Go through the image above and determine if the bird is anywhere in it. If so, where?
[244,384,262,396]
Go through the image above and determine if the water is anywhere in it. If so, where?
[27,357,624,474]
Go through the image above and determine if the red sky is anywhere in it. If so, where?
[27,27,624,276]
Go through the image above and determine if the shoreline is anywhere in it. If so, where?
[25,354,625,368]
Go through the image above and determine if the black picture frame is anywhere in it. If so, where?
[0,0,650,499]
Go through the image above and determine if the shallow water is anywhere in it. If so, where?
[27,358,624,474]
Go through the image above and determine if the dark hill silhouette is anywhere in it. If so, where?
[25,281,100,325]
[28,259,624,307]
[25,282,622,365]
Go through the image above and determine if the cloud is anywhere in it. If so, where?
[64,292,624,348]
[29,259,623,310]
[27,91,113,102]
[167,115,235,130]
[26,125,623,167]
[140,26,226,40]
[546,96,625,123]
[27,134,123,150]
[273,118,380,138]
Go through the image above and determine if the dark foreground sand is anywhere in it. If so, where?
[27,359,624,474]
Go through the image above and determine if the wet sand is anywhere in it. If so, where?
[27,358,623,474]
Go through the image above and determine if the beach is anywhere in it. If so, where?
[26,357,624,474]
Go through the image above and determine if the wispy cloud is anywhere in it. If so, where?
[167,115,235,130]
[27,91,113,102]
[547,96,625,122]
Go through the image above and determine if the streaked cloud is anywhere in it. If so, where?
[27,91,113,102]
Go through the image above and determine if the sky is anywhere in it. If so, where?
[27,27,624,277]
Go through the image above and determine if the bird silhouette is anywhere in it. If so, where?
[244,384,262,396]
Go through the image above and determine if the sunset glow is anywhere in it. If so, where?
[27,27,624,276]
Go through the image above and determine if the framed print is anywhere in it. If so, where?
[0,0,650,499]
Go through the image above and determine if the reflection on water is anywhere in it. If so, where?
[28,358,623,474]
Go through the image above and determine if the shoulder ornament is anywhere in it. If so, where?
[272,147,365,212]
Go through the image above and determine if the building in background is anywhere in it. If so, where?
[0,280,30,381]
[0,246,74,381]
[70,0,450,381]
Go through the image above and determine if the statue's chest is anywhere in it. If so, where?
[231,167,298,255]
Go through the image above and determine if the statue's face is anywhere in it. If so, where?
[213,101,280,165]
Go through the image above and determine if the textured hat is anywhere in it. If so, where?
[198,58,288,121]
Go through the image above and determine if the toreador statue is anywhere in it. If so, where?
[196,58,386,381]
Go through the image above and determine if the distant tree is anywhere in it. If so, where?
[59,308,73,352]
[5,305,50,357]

• _Task to complete_
Arrange all the items above as a numbered list, leaving out any blank lines.

• _Response to the task_
1. Go through the image above and determine if the bird is anywhere in it. If so, where?
2. [244,384,262,396]
3. Go through the image above and determine if the water is anywhere in it. If so, where?
4. [27,357,624,474]
5. Go through the image above and determine if the red sky is anywhere in it. If so, where?
6. [27,27,624,276]
7. Go through the image above and determine if the shoreline is anywhere in it. If so, where?
8. [25,354,625,368]
9. Go through the image above and determine if the black picture frame is anywhere in it. If so, where?
10. [0,0,650,499]
11. Go through the image above and determine if the shallow water is anywhere in it. If so, where?
12. [27,358,624,474]
13. Go through the image above and determine if the dark hill silhouette is anywhere in it. If so, where?
14. [25,281,100,325]
15. [28,259,624,307]
16. [25,282,622,365]
17. Go through the image above and determine if the cloud is anywhere in it. If so, where?
18. [64,292,624,348]
19. [29,259,623,310]
20. [27,91,113,102]
21. [167,115,235,130]
22. [26,125,623,167]
23. [140,26,226,40]
24. [546,96,625,123]
25. [27,134,123,150]
26. [273,118,380,138]
27. Go through the image above and determine if the dark foreground sand is anywhere in it. If so, where?
28. [27,359,624,474]
29. Go through the image above and determine if the wet sand is anywhere in it. If so, where?
30. [27,358,623,474]
31. Go through the image above and determine if the beach is anywhere in it. If so, where?
32. [26,357,624,474]
33. Go through the image above and determine if the wispy cloud is anywhere in it. If so, where?
34. [167,115,235,130]
35. [27,91,113,102]
36. [547,96,625,122]
37. Go through the image above and determine if the streaked cloud is anywhere in it. If so, where?
38. [27,91,113,102]
39. Go through the image above and determine if the sky is anywhere in it. If so, where?
40. [27,27,624,277]
41. Go through the image above and determine if the bird silhouette is anywhere in it. If so, where?
42. [244,384,262,396]
43. Go through the image above and determine if the sunset glow is anywhere in it. If so, where?
44. [27,27,624,276]
45. Go through the image above and determine if the framed print is anywhere in it. If so, where?
46. [0,0,650,499]
47. Go through the image above and determine if the reflection on water is anywhere in it. If so, where?
48. [28,358,623,474]
49. Go through the image above and determine if the shoulder ornament is anywhere in it. If so, where?
50. [272,147,365,212]
51. Go through the image above and determine if the building in background is anywhere in it. If so, where?
52. [0,280,30,381]
53. [0,246,74,381]
54. [70,0,450,381]
55. Go through the image above and determine if the statue's chest is anywhere in it. If so, where?
56. [231,167,298,255]
57. Go through the image above and determine if the statue's face is anywhere in it. If so, where?
58. [213,101,280,165]
59. Go through the image above and determine if the textured hat is anywhere in it. If so, where?
60. [198,58,288,121]
61. Go through the image above and determine if the toreador statue is anywhere in it. If so, where?
62. [196,58,386,381]
63. Go through the image above and determine if the distant tree is anywhere in it. If so, where?
64. [59,308,73,352]
65. [5,305,50,357]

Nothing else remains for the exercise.